_What is expected_
When you find the line with "Habitat-count request: mark the black hatchback" among the records below, reproduce it and each line after it exactly, ending with the line with "Target: blue sky".

== Source data

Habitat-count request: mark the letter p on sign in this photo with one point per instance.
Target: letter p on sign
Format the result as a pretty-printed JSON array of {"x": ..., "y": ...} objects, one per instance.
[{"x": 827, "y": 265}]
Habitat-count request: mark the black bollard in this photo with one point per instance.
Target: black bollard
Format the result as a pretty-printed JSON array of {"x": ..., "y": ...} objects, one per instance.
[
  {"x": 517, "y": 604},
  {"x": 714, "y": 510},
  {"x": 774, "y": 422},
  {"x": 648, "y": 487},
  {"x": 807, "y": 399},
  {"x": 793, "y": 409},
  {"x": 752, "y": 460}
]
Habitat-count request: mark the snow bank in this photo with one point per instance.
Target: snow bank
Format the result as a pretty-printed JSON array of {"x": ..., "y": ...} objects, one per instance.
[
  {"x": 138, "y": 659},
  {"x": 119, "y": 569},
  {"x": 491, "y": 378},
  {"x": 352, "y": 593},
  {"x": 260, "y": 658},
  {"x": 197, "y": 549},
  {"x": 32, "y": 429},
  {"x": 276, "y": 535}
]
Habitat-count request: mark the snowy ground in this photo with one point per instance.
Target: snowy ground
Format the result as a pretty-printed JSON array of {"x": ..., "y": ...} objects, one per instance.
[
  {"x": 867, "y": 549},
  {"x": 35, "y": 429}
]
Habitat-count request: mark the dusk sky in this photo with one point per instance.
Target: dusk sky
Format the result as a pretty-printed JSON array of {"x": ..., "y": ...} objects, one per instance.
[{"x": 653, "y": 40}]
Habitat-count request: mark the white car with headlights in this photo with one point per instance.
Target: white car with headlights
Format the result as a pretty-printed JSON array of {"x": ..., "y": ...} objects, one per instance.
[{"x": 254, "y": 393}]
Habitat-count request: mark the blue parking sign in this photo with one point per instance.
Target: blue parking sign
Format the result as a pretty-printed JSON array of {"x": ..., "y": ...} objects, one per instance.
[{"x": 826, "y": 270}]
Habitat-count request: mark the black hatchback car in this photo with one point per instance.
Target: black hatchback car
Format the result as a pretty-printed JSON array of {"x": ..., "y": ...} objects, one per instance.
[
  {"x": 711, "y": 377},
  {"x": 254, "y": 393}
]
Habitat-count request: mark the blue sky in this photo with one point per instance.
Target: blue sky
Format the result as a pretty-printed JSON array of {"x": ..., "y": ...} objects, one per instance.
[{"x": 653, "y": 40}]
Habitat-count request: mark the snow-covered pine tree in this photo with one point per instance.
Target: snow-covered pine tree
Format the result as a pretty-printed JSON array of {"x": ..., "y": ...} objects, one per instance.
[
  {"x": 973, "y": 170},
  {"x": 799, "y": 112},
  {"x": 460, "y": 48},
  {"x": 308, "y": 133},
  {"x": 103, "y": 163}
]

====

_Exercise response_
Habitat-count request: mark the black hatchback car in this photo with one point per instance.
Target: black hatchback car
Format the result as a pretty-printed JSON array of {"x": ..., "y": ...} objects, one per instance.
[
  {"x": 711, "y": 377},
  {"x": 254, "y": 393}
]
Habitat-count request: mark the blue sky in this photo with one point per instance.
Target: blue sky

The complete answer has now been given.